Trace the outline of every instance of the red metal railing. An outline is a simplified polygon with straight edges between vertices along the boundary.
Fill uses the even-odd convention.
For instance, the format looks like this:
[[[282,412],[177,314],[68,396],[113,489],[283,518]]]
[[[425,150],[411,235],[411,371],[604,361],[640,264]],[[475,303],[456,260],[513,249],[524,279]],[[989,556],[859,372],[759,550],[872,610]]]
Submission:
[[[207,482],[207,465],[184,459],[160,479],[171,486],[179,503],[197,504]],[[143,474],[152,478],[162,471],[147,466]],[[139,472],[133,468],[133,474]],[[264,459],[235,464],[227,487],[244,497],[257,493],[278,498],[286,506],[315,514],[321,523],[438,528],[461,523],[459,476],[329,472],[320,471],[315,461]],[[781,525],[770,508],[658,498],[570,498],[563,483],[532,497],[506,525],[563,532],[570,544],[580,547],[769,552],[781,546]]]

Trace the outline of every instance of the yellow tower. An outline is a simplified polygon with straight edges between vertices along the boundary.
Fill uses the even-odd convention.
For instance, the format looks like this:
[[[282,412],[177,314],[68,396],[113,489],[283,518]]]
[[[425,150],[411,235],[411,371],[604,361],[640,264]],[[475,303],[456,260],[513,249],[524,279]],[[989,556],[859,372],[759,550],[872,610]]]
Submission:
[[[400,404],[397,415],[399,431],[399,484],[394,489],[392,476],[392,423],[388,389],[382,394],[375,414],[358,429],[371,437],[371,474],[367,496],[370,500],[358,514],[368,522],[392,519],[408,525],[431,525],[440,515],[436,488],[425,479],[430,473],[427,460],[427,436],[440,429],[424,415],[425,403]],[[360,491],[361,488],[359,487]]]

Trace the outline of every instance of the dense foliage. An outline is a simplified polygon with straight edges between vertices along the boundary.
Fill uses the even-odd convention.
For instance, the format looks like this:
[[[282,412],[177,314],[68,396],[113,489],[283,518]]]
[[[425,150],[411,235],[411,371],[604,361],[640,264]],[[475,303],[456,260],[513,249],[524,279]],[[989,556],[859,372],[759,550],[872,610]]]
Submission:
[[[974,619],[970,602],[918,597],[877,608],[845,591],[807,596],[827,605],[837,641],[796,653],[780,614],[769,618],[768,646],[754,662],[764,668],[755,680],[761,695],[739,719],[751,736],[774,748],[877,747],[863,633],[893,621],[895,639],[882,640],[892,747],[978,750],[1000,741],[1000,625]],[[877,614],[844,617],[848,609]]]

• • • • • • •

• _TASK DETAILS_: Convert the listing above into a JSON array of strings, with one string for each line and blank lines omitted.

• _FINISHED ANSWER_:
[
  "Trace the outline of every instance of the red metal railing. An outline is a simplified polygon with straight edges between vertices along the boundary.",
  "Fill uses the even-odd convention.",
  "For instance, the format looks like this:",
  "[[[282,412],[177,314],[68,396],[113,489],[283,518]]]",
  "[[[425,150],[411,235],[411,371],[604,361],[640,264]],[[475,303],[456,260],[513,249],[524,279]],[[989,556],[859,372],[759,550],[872,610]]]",
  "Submission:",
  "[[[207,482],[207,465],[184,459],[160,479],[171,486],[179,503],[197,504]],[[143,474],[152,478],[162,471],[147,466]],[[139,472],[133,468],[133,474]],[[264,459],[235,464],[227,487],[244,497],[257,493],[278,498],[286,506],[315,514],[321,523],[438,528],[461,523],[459,476],[329,472],[320,471],[315,461]],[[781,525],[770,508],[658,498],[570,498],[563,483],[532,497],[506,525],[563,532],[570,544],[580,547],[769,552],[781,546]]]",
  "Trace the outline of every instance of the yellow tower. An outline is a simplified polygon with straight edges between vertices along the boundary.",
  "Fill uses the even-odd convention.",
  "For instance, the format looks like this:",
  "[[[282,412],[177,314],[68,396],[113,489],[283,518]]]",
  "[[[425,150],[411,235],[411,371],[604,361],[640,264]],[[475,303],[456,260],[513,249],[524,279]],[[989,556],[859,372],[759,550],[872,610]]]",
  "Submission:",
  "[[[400,404],[397,415],[399,431],[399,484],[394,489],[392,476],[392,423],[388,389],[382,394],[375,414],[358,429],[371,437],[371,474],[367,496],[370,500],[358,514],[368,522],[392,519],[408,525],[431,525],[440,515],[436,488],[425,479],[430,473],[427,460],[427,436],[440,429],[424,415],[425,403]],[[360,491],[361,488],[359,487]]]",
  "Trace the outline of every instance of the dense foliage. An outline is a simplified polygon with straight edges between vertices along the boundary.",
  "Fill uses the even-odd convention.",
  "For instance, the format looks like this:",
  "[[[282,412],[177,314],[68,396],[113,489],[283,518]]]",
  "[[[425,150],[411,235],[411,371],[604,361],[640,264]],[[475,303],[456,260],[513,249],[524,279]],[[989,556],[859,372],[759,550],[872,610]]]",
  "Submission:",
  "[[[974,619],[970,602],[918,597],[877,608],[845,591],[807,596],[827,605],[837,641],[796,653],[780,614],[769,618],[768,646],[754,662],[764,668],[755,680],[761,695],[739,719],[751,736],[774,748],[877,747],[863,633],[893,621],[895,639],[882,640],[892,747],[978,750],[1000,741],[1000,625]],[[877,614],[844,617],[848,609]]]"
]